# Cam making basics



## Putt-Rite (Jun 18, 2013)

Can somebody point me in the direction on the subject of how cams are made (no cnc or anything like that) using common machine shop tools?


----------



## Cogsy (Jun 18, 2013)

It really depends on what type of cam you need. Simple single lobe cams are easy, but comlex multi lobe cams I have no idea about. What are you trying to build?


----------



## Johann (Jun 18, 2013)

Hi All, this will help me too...I am busy with my first engine (Webster), and the cam making must be done in the near future. I have a Maximat V10 with milling attachment and rotary table in my little workshop available...


----------



## Cogsy (Jun 18, 2013)

For a simple 1 lobe cam I just machine a blank to the major diameter of the cam,with the required shaft size in the centre. Then mount the blank in the rotary table / dividing head and mill a flat down as if I was going to reduce the blank to the minor diameter of the cam. So if the major diameter was 20mm and the minor was 15mm, I'd mill down a flat 2.5mm deep and lock the quill at that. Then simply rotate the blank 10 degrees or so, mill it and repeat. Eventually you'll have milled away everything except your lobe (the red bit in the shocking drawing below is what's removed), in a series of small steps that are easily blended with a file.

There are many other ways, and more experienced builders will post their methods I'm sure, but this is how I've been doing it.


----------



## canadianhorsepower (Jun 18, 2013)

http://www


> you should find all your answer here


.

http://www.popularhotrodding.com/tech/0607phr_camshaft_basics/

enjoy


----------



## gbritnell (Jun 18, 2013)

Here's one I did when I made the camshaft for my Holt engine.
http://www.homemodelenginemachinist.com/f31/holt-camshaft-build-tutorial-5052/
gbritnell


----------



## gus (Jun 18, 2013)

* [Records shown]:
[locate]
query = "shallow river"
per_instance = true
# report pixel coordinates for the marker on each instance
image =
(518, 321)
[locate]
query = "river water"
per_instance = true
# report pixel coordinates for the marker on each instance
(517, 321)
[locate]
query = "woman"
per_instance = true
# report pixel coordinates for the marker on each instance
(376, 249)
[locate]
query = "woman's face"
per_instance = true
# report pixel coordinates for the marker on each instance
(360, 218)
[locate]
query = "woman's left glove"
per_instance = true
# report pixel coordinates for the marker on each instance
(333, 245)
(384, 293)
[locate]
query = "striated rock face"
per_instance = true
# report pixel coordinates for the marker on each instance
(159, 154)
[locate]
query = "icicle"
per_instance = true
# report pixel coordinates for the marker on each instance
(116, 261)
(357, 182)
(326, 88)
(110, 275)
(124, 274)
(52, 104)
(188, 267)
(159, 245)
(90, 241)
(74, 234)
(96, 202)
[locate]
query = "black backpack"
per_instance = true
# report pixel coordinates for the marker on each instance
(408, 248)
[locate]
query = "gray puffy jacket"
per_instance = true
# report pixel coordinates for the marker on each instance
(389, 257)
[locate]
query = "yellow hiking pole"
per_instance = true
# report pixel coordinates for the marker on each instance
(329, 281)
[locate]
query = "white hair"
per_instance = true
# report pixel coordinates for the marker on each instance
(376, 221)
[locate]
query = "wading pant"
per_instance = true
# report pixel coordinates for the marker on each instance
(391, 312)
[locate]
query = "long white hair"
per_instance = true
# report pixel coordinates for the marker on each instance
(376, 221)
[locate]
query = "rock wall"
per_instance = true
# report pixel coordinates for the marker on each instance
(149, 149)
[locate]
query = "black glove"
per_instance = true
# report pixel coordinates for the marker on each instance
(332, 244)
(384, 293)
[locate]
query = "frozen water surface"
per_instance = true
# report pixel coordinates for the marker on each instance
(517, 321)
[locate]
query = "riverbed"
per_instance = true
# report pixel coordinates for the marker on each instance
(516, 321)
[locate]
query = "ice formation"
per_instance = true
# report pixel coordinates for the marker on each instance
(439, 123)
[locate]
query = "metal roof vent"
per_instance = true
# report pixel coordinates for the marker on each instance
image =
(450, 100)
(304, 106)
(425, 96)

* [Written request 1]: In the cam-making thread, how deep does Cogsy mill the flat for a cam with a 20mm major diameter and a 15mm minor diameter?
* [Written request 2]: Carry on the cam-making thread from the point where it stops.
The lines above aren't needed for this work.

* [Reply 1]: 2.5mm

* [Reply 2]:
Cogsy said:


> For a simple 1 lobe cam I just machine a blank to the major diameter of the cam,with the required shaft size in the centre. Then mount the blank in the rotary table / dividing head and mill a flat down as if I was going to reduce the blank to the minor diameter of the cam. So if the major diameter was 20mm and the minor was 15mm, I'd mill down a flat 2.5mm deep and lock the quill at that. Then simply rotate the blank 10 degrees or so, mill it and repeat. Eventually you'll have milled away everything except your lobe (the red bit in the shocking drawing below is what's removed), in a series of small steps that are easily blended with a file.
> 
> There are many other ways, and more experienced builders will post their methods I'm sure, but this is how I've been doing it.



Hi Cogsy,

Thanks. This tip is J.I.T.(Just In Time) as I am about to cut the cam for "Webster".


----------



## Johann (Jun 18, 2013)

Hi Cogsy, thanks seems quite straight forward. Now the mental planning can begin. Do you think EN36 is the right material for camshafts ? I happen to have it available..


----------



## Cogsy (Jun 18, 2013)

Johann said:


> Hi Cogsy, thanks seems quite straight forward. Now the mental planning can begin. Do you think EN36 is the right material for camshafts ? I happen to have it available..


 
I honestly have no idea about metal selection at all. I use whatever I have available to me, if it wears out fast I'll do a bit more research when I rebuild it. Sorry, but I'm sure someone knowledgable will help you.


----------



## gbritnell (Jun 18, 2013)

I make my cams from water hardening drill rod (W-1) I don't harden the cam but do harden the tappets if they are the flat type. If I use roller lifters I harden the roller. 
gbritnell


----------



## Putt-Rite (Jun 18, 2013)

How about the duration, or size of the radius for the pointy end, is there a simple explanation for how that is determined?


----------



## gbritnell (Jun 18, 2013)

Luc sent an excellent link to all the information one could need. There are no hard and fast dimensions for cam lobes. It all depends what one wants his engine to do. 
gbritnell


----------



## stevehuckss396 (Jun 18, 2013)

I make my camshafts in the lathe using a simple fixture and excel spread sheet. I'll attach a file that will explain the whole thing. The artical covers a cam for a V4. Here are 2 others. They are all made using this method.


V8 cam





V twin



 

View attachment Offset turning the camshaft.pdf


----------



## Art K (Jun 18, 2013)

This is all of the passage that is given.